**EXERCISE INSTRUCTIONS:**
Gather every line in the entries below that contains the word "trunk", and copy each one out in full.

**DATASET EXCERPTS:**
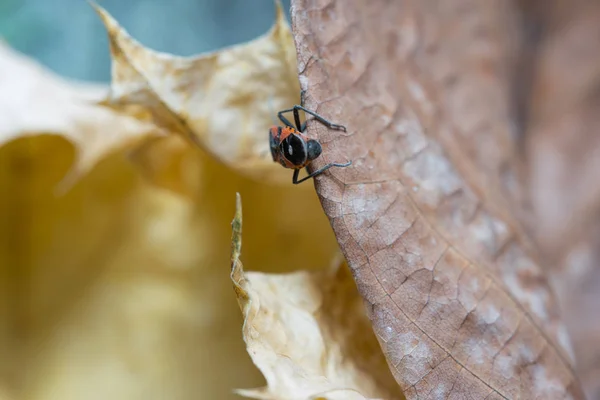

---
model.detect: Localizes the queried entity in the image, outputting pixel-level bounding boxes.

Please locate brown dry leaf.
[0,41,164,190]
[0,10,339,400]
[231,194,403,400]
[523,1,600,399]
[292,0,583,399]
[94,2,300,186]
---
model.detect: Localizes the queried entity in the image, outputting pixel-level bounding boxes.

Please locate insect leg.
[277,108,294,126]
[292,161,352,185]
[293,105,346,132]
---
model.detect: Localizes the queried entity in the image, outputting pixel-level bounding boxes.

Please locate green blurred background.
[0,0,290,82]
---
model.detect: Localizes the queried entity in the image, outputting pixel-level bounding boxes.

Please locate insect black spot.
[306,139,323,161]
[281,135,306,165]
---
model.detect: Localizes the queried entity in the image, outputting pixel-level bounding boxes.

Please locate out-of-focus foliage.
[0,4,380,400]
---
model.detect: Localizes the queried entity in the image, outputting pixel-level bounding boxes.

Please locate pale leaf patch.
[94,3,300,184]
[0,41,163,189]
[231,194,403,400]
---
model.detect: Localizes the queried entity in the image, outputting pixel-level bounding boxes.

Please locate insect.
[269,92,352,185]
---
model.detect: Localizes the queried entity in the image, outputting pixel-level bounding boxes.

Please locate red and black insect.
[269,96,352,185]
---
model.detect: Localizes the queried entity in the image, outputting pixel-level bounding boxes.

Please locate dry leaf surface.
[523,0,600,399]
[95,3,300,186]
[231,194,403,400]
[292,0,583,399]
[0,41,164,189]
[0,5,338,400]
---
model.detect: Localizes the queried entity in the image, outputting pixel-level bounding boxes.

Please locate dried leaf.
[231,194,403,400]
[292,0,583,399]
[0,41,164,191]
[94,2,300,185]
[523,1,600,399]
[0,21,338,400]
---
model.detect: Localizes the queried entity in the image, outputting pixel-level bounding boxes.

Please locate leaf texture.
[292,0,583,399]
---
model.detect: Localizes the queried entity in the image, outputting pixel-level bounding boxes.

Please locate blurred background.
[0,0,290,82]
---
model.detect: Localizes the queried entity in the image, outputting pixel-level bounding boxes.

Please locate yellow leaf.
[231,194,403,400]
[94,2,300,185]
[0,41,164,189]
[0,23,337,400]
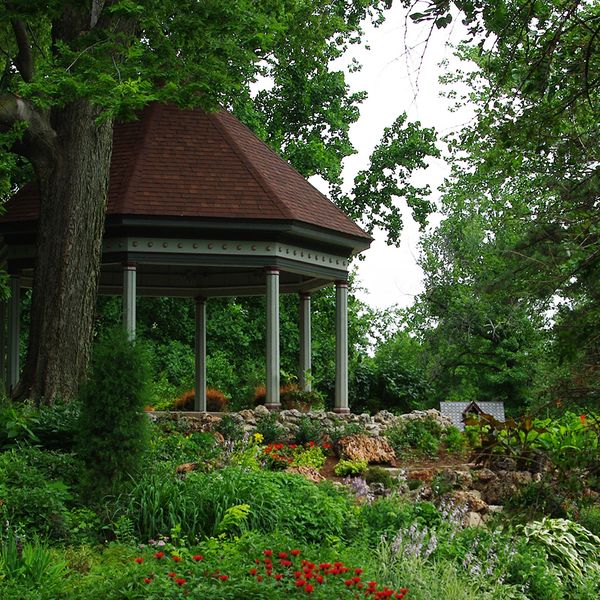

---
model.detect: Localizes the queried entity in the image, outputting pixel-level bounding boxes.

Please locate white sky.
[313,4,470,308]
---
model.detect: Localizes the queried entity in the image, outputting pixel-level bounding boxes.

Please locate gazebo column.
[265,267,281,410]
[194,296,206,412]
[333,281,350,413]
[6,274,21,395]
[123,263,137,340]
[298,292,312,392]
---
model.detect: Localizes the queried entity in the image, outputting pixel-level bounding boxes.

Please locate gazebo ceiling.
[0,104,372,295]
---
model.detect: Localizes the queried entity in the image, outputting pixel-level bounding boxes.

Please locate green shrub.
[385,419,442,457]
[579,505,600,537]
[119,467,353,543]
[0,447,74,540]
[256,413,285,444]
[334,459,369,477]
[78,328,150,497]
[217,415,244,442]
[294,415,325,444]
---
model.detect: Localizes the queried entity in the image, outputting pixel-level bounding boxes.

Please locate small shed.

--

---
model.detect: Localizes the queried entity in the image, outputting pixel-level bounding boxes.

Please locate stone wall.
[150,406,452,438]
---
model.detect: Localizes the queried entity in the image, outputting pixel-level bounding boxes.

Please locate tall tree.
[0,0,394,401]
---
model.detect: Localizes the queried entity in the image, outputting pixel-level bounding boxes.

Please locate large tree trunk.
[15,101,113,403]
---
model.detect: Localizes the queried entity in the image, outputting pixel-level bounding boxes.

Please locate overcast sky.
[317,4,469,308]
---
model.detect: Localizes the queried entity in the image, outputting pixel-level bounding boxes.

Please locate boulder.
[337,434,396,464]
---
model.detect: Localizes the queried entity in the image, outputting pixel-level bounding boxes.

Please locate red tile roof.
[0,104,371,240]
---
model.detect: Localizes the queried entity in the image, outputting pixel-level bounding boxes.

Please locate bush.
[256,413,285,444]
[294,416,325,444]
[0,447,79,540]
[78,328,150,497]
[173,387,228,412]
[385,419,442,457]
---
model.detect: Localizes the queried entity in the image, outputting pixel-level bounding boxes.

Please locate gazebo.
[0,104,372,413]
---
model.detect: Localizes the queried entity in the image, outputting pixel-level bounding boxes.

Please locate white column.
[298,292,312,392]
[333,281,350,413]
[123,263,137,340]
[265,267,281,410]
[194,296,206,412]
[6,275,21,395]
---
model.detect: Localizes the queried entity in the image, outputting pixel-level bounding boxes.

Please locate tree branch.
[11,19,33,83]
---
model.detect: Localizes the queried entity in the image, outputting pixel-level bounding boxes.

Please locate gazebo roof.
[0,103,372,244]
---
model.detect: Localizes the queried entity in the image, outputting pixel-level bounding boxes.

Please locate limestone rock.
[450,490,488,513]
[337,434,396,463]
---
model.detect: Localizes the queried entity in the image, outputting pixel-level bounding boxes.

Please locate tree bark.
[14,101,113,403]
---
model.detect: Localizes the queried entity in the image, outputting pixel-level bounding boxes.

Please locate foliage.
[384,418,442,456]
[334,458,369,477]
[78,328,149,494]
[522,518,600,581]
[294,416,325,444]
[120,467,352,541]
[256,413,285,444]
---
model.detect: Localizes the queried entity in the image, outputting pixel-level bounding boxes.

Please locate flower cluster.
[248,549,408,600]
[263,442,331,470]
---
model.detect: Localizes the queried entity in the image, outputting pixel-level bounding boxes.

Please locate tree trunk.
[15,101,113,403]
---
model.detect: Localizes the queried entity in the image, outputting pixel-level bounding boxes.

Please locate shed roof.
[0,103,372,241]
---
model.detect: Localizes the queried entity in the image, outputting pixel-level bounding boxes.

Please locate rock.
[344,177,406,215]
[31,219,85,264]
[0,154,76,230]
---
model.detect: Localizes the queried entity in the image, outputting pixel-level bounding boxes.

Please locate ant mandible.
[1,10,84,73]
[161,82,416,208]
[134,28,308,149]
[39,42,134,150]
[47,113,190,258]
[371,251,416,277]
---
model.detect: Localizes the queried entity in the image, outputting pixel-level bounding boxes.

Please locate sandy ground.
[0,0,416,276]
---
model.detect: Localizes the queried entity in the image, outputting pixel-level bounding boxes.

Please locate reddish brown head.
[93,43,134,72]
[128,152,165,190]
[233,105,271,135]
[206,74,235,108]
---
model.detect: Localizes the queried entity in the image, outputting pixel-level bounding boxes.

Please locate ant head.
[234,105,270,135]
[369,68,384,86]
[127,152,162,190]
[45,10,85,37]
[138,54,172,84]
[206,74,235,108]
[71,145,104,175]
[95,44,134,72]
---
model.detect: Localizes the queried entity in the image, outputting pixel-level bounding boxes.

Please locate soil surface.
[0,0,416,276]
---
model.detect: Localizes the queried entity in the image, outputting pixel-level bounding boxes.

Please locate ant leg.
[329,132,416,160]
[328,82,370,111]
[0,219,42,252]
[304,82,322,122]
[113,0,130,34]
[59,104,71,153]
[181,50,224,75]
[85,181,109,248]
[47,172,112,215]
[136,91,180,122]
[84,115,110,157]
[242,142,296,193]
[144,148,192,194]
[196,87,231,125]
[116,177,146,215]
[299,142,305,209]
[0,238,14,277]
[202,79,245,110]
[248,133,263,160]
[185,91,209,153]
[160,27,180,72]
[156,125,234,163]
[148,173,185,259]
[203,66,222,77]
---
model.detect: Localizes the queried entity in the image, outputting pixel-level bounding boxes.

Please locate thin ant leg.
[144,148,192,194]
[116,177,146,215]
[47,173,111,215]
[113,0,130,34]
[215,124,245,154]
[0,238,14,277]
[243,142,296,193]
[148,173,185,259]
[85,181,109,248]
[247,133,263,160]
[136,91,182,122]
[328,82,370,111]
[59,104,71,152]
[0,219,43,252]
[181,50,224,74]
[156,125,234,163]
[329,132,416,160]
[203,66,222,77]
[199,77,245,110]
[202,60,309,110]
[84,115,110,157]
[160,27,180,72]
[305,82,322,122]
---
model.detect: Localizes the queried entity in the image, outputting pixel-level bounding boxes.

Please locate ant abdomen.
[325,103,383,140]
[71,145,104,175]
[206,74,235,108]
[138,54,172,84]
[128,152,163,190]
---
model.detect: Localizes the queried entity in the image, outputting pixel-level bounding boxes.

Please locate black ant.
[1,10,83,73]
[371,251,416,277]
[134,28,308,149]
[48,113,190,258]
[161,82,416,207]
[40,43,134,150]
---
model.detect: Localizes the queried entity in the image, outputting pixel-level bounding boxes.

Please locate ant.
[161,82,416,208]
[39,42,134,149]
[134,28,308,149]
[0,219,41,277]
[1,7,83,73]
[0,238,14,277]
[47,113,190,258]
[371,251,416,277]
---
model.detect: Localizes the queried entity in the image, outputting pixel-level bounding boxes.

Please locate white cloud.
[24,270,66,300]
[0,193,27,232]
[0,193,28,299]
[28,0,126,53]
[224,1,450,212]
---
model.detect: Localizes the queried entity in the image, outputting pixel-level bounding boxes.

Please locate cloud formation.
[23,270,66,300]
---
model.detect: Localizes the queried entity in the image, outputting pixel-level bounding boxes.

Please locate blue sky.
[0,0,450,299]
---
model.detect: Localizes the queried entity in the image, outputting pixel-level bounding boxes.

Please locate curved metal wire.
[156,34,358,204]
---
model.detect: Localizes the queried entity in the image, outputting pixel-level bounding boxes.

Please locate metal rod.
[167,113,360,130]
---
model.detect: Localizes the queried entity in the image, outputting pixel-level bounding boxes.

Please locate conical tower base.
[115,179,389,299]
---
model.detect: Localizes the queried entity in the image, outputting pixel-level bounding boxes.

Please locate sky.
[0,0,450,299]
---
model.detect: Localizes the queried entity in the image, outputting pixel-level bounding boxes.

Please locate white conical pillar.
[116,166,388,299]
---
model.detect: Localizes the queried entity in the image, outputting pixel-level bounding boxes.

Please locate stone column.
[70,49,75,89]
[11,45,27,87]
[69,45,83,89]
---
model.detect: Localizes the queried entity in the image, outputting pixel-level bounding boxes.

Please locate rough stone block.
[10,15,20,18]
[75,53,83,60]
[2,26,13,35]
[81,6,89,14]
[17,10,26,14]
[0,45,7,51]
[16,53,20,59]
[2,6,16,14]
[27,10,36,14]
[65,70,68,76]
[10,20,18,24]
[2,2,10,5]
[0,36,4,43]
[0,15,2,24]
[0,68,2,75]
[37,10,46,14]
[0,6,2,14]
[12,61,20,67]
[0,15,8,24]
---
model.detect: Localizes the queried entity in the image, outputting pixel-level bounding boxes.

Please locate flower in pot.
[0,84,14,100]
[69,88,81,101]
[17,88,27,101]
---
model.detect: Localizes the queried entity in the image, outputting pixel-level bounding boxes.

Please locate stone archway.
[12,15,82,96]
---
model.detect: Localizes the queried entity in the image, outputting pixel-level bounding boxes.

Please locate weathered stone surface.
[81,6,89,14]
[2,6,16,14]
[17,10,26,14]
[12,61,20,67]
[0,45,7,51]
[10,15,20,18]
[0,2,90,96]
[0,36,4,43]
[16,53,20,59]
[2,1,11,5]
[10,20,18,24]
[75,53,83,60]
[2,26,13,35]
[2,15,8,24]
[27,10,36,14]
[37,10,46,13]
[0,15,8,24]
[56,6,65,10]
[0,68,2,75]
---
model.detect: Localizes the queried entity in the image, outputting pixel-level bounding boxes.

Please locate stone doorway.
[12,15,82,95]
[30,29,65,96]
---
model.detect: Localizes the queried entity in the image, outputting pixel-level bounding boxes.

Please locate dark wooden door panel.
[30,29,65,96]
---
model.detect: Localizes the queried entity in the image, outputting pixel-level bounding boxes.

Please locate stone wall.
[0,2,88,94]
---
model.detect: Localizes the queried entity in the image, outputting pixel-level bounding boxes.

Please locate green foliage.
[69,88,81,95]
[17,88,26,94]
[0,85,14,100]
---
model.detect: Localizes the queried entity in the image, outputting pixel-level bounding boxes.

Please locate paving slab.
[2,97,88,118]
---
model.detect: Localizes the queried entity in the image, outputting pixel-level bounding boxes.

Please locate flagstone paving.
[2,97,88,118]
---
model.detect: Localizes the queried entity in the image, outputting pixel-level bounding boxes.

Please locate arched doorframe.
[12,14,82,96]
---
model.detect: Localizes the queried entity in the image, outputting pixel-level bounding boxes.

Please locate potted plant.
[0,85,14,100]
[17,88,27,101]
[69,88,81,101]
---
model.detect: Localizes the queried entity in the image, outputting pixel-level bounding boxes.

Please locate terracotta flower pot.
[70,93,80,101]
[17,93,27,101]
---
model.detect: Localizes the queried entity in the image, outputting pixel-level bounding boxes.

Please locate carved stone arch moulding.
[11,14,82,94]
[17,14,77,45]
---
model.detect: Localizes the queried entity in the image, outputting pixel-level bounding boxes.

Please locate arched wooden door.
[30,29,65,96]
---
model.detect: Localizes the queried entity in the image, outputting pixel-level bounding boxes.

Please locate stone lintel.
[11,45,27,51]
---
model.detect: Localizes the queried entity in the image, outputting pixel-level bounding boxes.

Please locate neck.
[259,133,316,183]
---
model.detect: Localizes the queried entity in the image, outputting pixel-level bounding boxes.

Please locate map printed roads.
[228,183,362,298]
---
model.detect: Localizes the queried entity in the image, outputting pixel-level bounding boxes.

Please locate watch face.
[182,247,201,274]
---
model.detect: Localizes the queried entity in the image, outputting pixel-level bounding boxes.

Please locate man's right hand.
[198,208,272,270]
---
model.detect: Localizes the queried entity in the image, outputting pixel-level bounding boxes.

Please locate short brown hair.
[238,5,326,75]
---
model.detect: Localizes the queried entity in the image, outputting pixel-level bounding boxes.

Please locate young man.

...

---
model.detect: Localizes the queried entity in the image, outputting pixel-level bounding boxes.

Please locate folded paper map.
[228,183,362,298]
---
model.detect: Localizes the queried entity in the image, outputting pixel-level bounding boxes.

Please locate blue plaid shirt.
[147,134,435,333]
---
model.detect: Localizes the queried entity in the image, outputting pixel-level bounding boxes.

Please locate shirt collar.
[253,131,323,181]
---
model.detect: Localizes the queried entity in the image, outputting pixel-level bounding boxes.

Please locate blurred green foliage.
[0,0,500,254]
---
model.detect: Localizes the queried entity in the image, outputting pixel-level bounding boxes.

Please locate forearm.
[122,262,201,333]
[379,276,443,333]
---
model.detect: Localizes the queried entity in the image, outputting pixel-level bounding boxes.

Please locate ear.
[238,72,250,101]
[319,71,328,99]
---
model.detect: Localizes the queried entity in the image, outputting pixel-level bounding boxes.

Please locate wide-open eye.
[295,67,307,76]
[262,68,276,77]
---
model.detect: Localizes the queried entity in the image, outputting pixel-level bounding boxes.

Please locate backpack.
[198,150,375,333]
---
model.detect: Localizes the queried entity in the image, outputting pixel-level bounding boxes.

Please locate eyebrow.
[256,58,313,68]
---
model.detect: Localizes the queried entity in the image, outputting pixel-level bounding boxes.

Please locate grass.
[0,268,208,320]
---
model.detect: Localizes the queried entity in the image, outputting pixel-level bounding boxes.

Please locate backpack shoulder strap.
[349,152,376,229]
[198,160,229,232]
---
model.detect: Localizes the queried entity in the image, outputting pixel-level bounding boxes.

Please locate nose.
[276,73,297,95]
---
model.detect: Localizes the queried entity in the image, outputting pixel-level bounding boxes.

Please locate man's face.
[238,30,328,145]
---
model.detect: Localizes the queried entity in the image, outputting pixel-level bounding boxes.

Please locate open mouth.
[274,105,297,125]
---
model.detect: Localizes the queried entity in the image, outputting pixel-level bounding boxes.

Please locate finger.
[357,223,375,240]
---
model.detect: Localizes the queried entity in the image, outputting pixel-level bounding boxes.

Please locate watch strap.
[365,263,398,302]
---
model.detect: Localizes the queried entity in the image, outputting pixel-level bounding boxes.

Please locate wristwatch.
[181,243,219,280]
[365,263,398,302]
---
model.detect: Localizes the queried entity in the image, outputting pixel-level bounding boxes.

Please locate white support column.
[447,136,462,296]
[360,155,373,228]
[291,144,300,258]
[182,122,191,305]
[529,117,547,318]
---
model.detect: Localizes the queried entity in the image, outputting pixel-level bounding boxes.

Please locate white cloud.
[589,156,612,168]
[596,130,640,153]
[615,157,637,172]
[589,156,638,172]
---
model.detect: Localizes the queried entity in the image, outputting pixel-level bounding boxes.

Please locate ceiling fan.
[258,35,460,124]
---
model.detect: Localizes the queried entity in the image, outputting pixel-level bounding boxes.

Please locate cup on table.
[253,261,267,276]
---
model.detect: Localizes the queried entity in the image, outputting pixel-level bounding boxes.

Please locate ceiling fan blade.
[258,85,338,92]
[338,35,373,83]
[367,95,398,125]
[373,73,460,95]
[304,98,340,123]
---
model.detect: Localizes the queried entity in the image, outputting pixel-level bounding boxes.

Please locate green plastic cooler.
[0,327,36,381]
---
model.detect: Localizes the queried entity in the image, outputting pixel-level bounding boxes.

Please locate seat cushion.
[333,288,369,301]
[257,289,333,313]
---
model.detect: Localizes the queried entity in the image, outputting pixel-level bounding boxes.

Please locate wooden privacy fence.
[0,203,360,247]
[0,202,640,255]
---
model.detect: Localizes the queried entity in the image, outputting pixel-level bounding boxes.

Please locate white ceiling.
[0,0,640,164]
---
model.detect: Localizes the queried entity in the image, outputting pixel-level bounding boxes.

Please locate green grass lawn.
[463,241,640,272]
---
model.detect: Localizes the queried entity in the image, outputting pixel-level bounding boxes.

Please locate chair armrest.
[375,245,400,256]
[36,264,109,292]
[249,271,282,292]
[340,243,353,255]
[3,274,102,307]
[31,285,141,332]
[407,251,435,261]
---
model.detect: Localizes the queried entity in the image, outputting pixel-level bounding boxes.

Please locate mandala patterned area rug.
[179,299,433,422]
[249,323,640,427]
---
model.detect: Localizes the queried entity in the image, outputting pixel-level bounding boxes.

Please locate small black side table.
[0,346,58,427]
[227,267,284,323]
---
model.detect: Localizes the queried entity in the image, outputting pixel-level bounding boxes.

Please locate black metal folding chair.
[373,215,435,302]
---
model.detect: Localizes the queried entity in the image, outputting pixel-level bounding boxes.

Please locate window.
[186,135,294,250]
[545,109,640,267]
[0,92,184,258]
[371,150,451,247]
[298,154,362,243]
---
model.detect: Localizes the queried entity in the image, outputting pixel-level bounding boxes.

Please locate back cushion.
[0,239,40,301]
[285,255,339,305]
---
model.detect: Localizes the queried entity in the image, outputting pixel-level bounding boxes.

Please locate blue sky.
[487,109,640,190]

**PROBLEM SOLUTION:**
Please locate large tree trunk.
Please locate tree trunk.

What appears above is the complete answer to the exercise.